Passage provided
== Segment start ==

5 Top Issues Affecting Women’s Health

These issues have long-lasting effects on wellbeing

By Deborah Jeanne Sergeant

A few local providers offered ideas of what’s on the forefront of women’s healthcare.

1. Healthcare Equity

Physician Nelly Kazzaz, a board member representing the American Heart Association Western and Central New York Chapter.

Numerous studies indicate that women’s health concerns are considered less important to their healthcare providers than men’s concerns.

One example is a study published by the Journal of Women’s Health that said women presenting with chest pain are twice as likely as men to be diagnosed with mental health issues instead of possible cardiac issues.

Women are also “substantially underrepresented” in medical research than men for issues that affect both genders, according to a study published by Harvard in 2022.

“I ask each and every woman to join me in advocating in more equitable healthcare and increase awareness, education and support for the fight of women in heart disease,” said physician Nelly Kazzaz, a board member representing the American Heart Association Western and Central New York Chapter.

2. Mental healthcare

According to the AJPM Focus — the journal of the American College of Preventive Medicine and the Association for Prevention Teaching and Research — a study of women in 2022 showed that “compared with reports before the pandemic, participants reported increased frustration or boredom (69.1%), loneliness (51.6%), anxiety (64.3%), depression (52.4%) and changed sleep patterns (68.3%).”

In addition to providing most of the home’s housekeeping duties and care giving to children and elders, women found themselves juggling, working at home and while schools closed, providing more caregiving and overseeing education at home. Although some of these issues have abated, others such as inflation persist.

“Since the pandemic, women have been under increased pressure at home and work,” Kazzaz said. “Instead of prioritizing mental healthcare, we reduced the priority of preventive healthcare. We are still seeing the consequences of it and we aren’t at the pre-pandemic status of mental health.”

3. Dearth of healthcare providers

It is estimated that about 20% of the healthcare workforce left medicine during the pandemic. This affects women twofold: both in securing providers for their own healthcare needs and for those of their family, as women tend to act as the guardians of their family’s health.

“It’s very concerning and there’s no end in sight,” Kazzaz said. “Most physicians who left healthcare during the pandemic didn’t retire. The pandemic increased a load that led to early retirements and a lot of people leaving the healthcare professions. We still struggle fully staffing our office and the hospitals are struggling as well.”

== Segment end ==

Data to examine
== Segment start ==

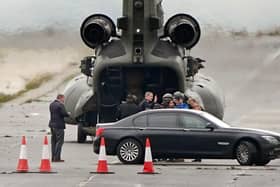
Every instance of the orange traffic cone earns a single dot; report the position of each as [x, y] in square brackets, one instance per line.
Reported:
[45, 161]
[148, 163]
[23, 162]
[102, 167]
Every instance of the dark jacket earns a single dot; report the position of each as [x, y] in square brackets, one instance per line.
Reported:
[127, 109]
[145, 105]
[57, 114]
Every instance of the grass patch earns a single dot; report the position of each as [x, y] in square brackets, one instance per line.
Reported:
[239, 33]
[32, 84]
[272, 32]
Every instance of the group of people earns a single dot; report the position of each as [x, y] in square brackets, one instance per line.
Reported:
[175, 100]
[131, 106]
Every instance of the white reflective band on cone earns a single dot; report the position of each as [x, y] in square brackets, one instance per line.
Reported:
[102, 153]
[45, 152]
[23, 152]
[148, 155]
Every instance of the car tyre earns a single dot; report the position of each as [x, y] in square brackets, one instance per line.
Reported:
[81, 135]
[245, 153]
[130, 151]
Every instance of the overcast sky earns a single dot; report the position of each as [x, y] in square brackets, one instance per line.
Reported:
[253, 15]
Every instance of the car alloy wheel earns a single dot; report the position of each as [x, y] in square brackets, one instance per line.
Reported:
[245, 153]
[129, 151]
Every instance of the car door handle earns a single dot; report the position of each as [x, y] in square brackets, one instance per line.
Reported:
[141, 129]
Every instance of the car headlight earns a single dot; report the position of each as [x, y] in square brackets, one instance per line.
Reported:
[271, 139]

== Segment end ==

Work request 1
In the women's health article, about what share of the healthcare workforce is estimated to have left medicine during the pandemic?
Work request 2
Transcribe the stretch of the women's health article from "One example is" through "possible cardiac issues.".
Work request 3
Pick up the women's health article where it stops and carry it on from there.

Your response 1
About 20%.

Your response 2
One example is a study published by the Journal of Women’s Health that said women presenting with chest pain are twice as likely as men to be diagnosed with mental health issues instead of possible cardiac issues.

Your response 3
4. Osteoporosis

Kerri Howell, online personal trainer and nutrition coach and owner of The Hourglass Mom, LLC in Rochester.

According to Johns Hopkins Medicine, the decades after age 50 is the riskiest time for women’s bones, when half of them experience osteoporosis-related breaks, compared with only 20% of men.

Brittle bones can lead to significant downturns in women’s health. A study in Acta Orthopaedica, a peer reviewed journal that publishes basic and clinical research in the field of orthopedics and related subdisciplines, sates that 21% of people who receive surgical repair for a broken hip die within a year.

Kerri Howell, online personal trainer and nutrition coach and owner of The Hourglass Mom, LLC in Rochester, recommends that women strength-train.

“Women can turn around osteoporosis if they start lifting weights,” she said.

Lifting weights works to build bones in two ways. The strain of muscles working helps build more bone where they’re connected. Plus, women are engaging in weight-bearing exercise.

5. Weight loss

Although it’s laudable that many women want to work on losing weight, Howell said that it’s commonplace to go about it in the wrong way.

“They lack muscle,” Howell said. “For years, women have been marketed to do endless cardio and eat less and eat low-fat food when in reality, they should be lifting weights. So many women don’t lift weights. They think they’ll be bulky or it will be hard. We don’t have an obesity problem we have an under-muscled problem.”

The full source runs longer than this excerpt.